**Objective:**
Can you recast all the entries below as a numbered list, skipping any blank lines?

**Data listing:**
══════

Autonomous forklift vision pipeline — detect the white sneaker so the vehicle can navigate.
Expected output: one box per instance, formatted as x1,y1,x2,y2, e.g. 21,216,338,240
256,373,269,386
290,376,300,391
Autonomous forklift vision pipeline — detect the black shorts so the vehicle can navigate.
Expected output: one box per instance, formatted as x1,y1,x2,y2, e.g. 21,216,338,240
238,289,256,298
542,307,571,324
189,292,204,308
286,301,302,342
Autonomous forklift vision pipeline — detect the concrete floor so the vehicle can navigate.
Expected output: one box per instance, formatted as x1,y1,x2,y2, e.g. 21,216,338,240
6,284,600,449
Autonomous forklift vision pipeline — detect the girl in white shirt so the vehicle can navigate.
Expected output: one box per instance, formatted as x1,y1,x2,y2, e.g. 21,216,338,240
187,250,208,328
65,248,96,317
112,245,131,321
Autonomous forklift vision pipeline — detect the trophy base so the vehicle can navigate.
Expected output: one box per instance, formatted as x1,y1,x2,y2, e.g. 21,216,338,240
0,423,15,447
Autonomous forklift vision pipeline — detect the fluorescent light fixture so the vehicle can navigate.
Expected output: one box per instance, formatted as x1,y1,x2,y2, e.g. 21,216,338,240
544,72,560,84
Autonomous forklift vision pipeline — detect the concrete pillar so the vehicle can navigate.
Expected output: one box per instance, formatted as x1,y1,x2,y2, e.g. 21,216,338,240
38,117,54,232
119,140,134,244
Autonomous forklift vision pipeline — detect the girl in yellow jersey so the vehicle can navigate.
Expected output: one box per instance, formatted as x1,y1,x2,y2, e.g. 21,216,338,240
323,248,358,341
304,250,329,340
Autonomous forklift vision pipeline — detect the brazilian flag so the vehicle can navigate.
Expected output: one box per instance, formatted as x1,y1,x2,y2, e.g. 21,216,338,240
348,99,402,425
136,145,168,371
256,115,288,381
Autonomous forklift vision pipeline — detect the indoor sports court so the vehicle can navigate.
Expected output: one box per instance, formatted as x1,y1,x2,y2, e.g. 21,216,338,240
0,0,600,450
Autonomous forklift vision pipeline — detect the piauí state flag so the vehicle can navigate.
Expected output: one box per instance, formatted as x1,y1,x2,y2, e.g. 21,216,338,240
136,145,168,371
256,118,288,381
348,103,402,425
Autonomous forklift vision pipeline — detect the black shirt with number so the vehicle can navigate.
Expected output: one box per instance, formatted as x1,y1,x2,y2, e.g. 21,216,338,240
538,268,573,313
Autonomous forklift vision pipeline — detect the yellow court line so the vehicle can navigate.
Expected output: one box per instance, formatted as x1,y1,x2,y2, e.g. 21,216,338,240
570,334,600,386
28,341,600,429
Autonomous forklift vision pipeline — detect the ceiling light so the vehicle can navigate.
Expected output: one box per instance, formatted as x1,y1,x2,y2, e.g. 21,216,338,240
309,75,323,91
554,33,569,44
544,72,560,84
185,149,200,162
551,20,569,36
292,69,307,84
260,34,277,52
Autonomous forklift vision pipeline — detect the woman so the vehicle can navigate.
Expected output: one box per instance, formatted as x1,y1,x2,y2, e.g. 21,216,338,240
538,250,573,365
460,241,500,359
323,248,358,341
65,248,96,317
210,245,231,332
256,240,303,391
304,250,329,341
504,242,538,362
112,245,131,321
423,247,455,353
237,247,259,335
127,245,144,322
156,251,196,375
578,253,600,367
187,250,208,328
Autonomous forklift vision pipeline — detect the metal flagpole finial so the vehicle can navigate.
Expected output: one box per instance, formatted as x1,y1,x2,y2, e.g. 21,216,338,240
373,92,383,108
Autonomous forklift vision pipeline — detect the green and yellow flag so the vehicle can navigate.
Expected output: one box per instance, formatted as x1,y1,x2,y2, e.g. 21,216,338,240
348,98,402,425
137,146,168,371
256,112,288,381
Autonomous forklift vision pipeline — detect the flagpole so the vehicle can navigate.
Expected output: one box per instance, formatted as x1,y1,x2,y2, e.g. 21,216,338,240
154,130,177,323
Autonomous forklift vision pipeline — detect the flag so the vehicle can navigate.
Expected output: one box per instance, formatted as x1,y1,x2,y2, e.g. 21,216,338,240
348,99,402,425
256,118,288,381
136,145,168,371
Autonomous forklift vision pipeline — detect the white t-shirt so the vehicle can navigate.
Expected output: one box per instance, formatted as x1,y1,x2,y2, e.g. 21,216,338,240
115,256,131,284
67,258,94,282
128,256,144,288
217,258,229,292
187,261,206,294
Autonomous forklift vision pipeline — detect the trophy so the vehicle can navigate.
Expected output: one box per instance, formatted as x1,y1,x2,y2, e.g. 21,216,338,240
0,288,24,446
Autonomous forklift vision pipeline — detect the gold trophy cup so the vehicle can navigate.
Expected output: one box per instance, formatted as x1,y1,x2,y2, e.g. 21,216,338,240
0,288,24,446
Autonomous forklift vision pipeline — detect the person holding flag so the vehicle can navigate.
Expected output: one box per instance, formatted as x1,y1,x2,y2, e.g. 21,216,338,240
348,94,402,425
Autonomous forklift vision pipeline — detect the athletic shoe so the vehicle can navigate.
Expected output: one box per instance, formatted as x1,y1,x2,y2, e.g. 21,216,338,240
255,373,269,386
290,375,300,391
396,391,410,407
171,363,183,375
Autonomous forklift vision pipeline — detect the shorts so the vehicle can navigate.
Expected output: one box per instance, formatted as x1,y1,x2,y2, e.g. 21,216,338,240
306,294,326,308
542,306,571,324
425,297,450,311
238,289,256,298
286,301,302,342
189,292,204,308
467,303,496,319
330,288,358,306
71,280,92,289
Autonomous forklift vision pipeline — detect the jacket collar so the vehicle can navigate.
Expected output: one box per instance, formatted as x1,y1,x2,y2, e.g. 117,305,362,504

══════

**Reply to the task:**
1. Autonomous forklift vision pipeline — detect the white sneaker so the vehicle can navigate.
2. Expected output: one box per instance, formatted as x1,y1,x2,y2, e.g. 21,216,338,240
3. 256,373,269,386
4. 290,376,300,391
5. Autonomous forklift vision pipeline — detect the black shorts so the vehicle can navigate.
6. Expected output: one box per instance, formatted as x1,y1,x2,y2, e.g. 21,216,338,240
7. 238,289,256,298
8. 542,307,571,324
9. 189,292,204,308
10. 286,301,302,342
11. Autonomous forklift vision pipeline — detect the concrete floor so the vehicle can navigate.
12. Expected output: one box per instance, formatted as x1,y1,x2,y2, e.g. 21,216,338,240
13. 6,284,600,449
14. Autonomous forklift vision pipeline — detect the girl in white shirt so the vehicle can navigate.
15. Expected output: one box per instance, formatted as x1,y1,x2,y2, e.g. 21,216,338,240
16. 187,250,208,328
17. 65,248,96,317
18. 112,245,131,321
19. Autonomous forklift vision pipeline — detect the trophy base so the vehicle can navigate.
20. Expected output: one box per instance, formatted as x1,y1,x2,y2, e.g. 21,216,338,240
21. 0,423,15,447
22. Autonomous forklift vision pipeline — detect the fluorescent light fixture so the vehicle can navigate.
23. Expected output: one box per instance, formatted as x1,y1,x2,y2, e.g. 21,216,338,240
24. 544,72,560,84
25. Autonomous forklift vision pipeline — detect the concrete pillar so the vehicle can navigate.
26. Expected output: one box per instance, formatted as x1,y1,x2,y2, e.g. 21,216,338,240
27. 38,117,54,232
28. 119,140,134,244
29. Autonomous forklift vision pipeline — detect the girl in yellow jersey so the vehicle can navigate.
30. Expected output: one box per instance, formatted as x1,y1,x2,y2, e.g. 21,216,338,240
31. 323,248,358,341
32. 304,250,329,340
33. Autonomous forklift vision pipeline — detect the brazilian flag so the vehicle can navigate.
34. Expected output: one box per instance, formatted as x1,y1,x2,y2, e.g. 21,216,338,240
35. 348,99,402,425
36. 136,145,168,371
37. 256,115,288,381
38. Autonomous forklift vision pipeline — detect the indoor sports court so the vehicle can navigate.
39. Expected output: one box per instance, formatted as x1,y1,x2,y2, e.g. 21,216,338,240
40. 0,0,600,450
41. Autonomous forklift vision pipeline — detect the piauí state flag so the vehicle can navigate.
42. Expected output: one box per instance, formatted as x1,y1,x2,y2, e.g. 21,216,338,240
43. 136,145,168,371
44. 256,118,288,381
45. 348,103,402,425
46. Autonomous forklift vision pipeline — detect the black shirt with number so the vehicle can navigate.
47. Expected output: one box per instance, formatted as x1,y1,x2,y2, e.g. 21,216,338,240
48. 538,268,573,313
49. Autonomous forklift vision pipeline — detect the yellow court line so the vehicle can navigate.
50. Expected output: one box per instance, formatted as x1,y1,x2,y2, e.g. 21,216,338,240
51. 570,334,600,386
52. 28,341,600,429
53. Autonomous forklift vision pipeline — detect the ceiling light so the vehicle can navigate.
54. Expected output: one box per instance, formatted as x1,y1,x2,y2, e.g. 21,216,338,240
55. 309,75,323,91
56. 554,33,569,44
57. 544,72,560,84
58. 185,149,200,162
59. 551,20,569,36
60. 292,69,307,84
61. 260,34,277,52
62. Autonomous forklift vision pipeline — detect the woman so the vehicle can navigate.
63. Expected output: one box per instance, formatted as x1,y1,x2,y2, e.g. 21,216,338,240
64. 538,250,573,365
65. 460,241,500,359
66. 323,248,358,341
67. 65,248,96,317
68. 210,245,231,332
69. 256,240,303,391
70. 304,250,329,341
71. 504,242,538,362
72. 112,245,131,321
73. 423,247,455,353
74. 237,247,259,335
75. 127,245,144,322
76. 156,251,196,375
77. 578,253,600,367
78. 187,250,208,328
79. Autonomous forklift vision pipeline — detect the metal flagpole finial so the vehicle can navigate.
80. Expected output: one box per instance, formatted as x1,y1,x2,y2, e.g. 21,216,338,240
81. 373,92,383,108
82. Autonomous forklift vision pipeline — detect the green and yellow flag so the vehicle can navigate.
83. Expected output: one box per instance, formatted as x1,y1,x2,y2, e.g. 21,216,338,240
84. 348,98,402,425
85. 137,146,168,371
86. 256,112,288,381
87. Autonomous forklift vision pipeline — detect the flagpole so the vehicle can navigate.
88. Expected output: one box per instance, formatted as x1,y1,x2,y2, e.g. 21,216,338,240
89. 154,130,177,323
90. Autonomous forklift vision pipeline — detect the flag so the vehicle can navigate.
91. Expected output: one box per instance, formatted as x1,y1,x2,y2, e.g. 21,216,338,240
92. 348,99,402,425
93. 256,118,288,381
94. 136,145,168,371
95. Autonomous forklift vision pipeline — detect the white t-shirt so the vehicle can navigate.
96. Expected output: one box per instance, formatted as x1,y1,x2,y2, e.g. 21,216,338,240
97. 115,256,131,284
98. 67,258,94,282
99. 128,256,144,288
100. 217,258,229,292
101. 187,261,206,294
102. Autonomous forklift vision pipeline — detect the trophy so the vehicle can navigate.
103. Expected output: one box per instance, formatted as x1,y1,x2,y2, e.g. 21,216,338,240
104. 0,288,24,446
105. Autonomous forklift vision pipeline — detect the gold trophy cup so the vehicle can navigate.
106. Expected output: one box per instance, formatted as x1,y1,x2,y2, e.g. 21,216,338,240
107. 0,288,24,446
108. Autonomous forklift vision pipeline — detect the person holding flag so the vehicle can navigate.
109. Expected output: one box per instance, formatted as x1,y1,x2,y2, e.g. 21,216,338,240
110. 348,94,402,425
111. Autonomous forklift vision pipeline — detect the athletic shoe so the vehicle can navigate.
112. Expected output: one box per instance, formatted as x1,y1,x2,y2, e.g. 21,216,338,240
113. 255,373,269,386
114. 290,375,300,391
115. 396,391,410,407
116. 171,363,183,375
117. Autonomous forklift vision pipeline — detect the shorts so the vehicle can navigate.
118. Expected output: one box per instance, formatted as x1,y1,x2,y2, e.g. 21,216,338,240
119. 306,294,326,308
120. 542,306,571,324
121. 425,297,450,311
122. 238,289,256,298
123. 286,301,302,342
124. 189,292,204,308
125. 467,303,496,319
126. 330,288,358,306
127. 71,280,92,289
128. Autonomous forklift vision pipeline — detect the jacket collar so the vehicle can navigate.
129. Expected output: one box per instance, formatted as x1,y1,x2,y2, e.g. 117,305,362,504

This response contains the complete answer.